=== EXTRACTED TEXT ===

If you discuss this in Paris, Berlin, or Vienna and say that part of the problem comes from our adopting the English public schools, and until recently allowing them to entrench the class system and single sex clubs, the person you are speaking to will shrug their shoulders, roll their eyes, give the rationalist version of crossing themselves, and set about a stiff drink. (You get a similar response at Cambridge and Oxford because they are very sensitive there to allegations of elitism.)
But if there is one cow holier than small business out here, it is private schools. That is an issue that cuts clean across all class, ethnic, religious, and financial barriers. Any Australian politician even looking at that lions’ den is asking to be eaten alive. If you want to blow up any barbecue or dinner party, just suggest that the parents are sending their kids to the wrong kind of school – but this is another area where any differences between the main parties are accidental.
Our wars
Before I get back to the issue of how to distinguish policies, let me just say something about our wars. It is as if we have become addicted to failure. When the Japs overran Singapore, we turned from the England to the U S for security. We have since gone to war at their request. We do so as payment on the policy of the security that they offer us. But we never come clean about that. It so happens that with Vietnam and Iraq there were other and worse lies too. There is no worse a crime that a government may commit than to send its young men off to die for a lie, but we will never get an apology.

===

CHALLENGE: From the commentary above, extract the passage starting with "But if there" and going on through "parties are accidental.", copying it word for word.

=== STORED DATA ===

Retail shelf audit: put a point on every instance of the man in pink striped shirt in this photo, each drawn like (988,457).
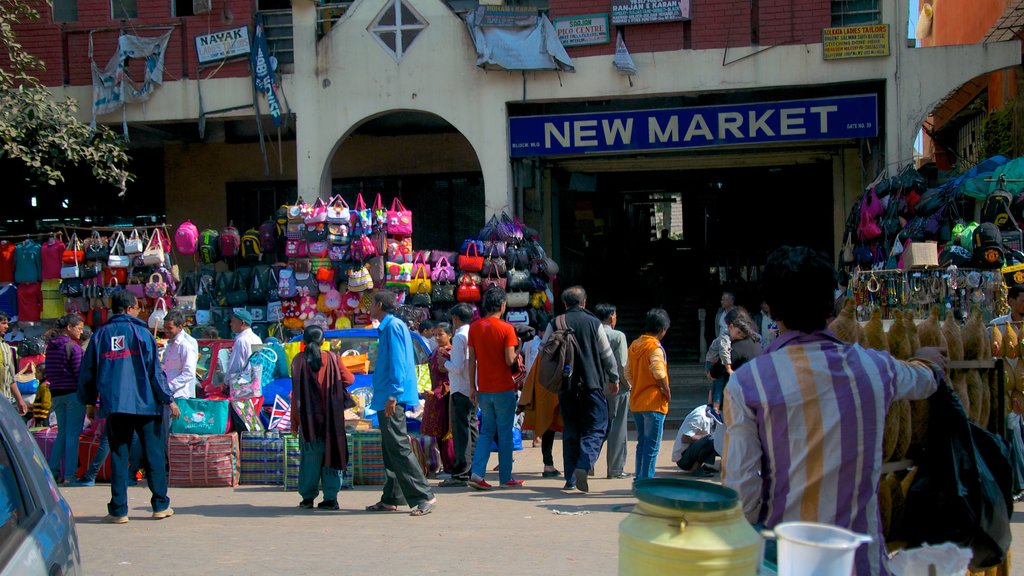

===

SOLUTION FOR THIS EXERCISE:
But if there is one cow holier than small business out here, it is private schools. That is an issue that cuts clean across all class, ethnic, religious, and financial barriers. Any Australian politician even looking at that lions’ den is asking to be eaten alive. If you want to blow up any barbecue or dinner party, just suggest that the parents are sending their kids to the wrong kind of school – but this is another area where any differences between the main parties are accidental.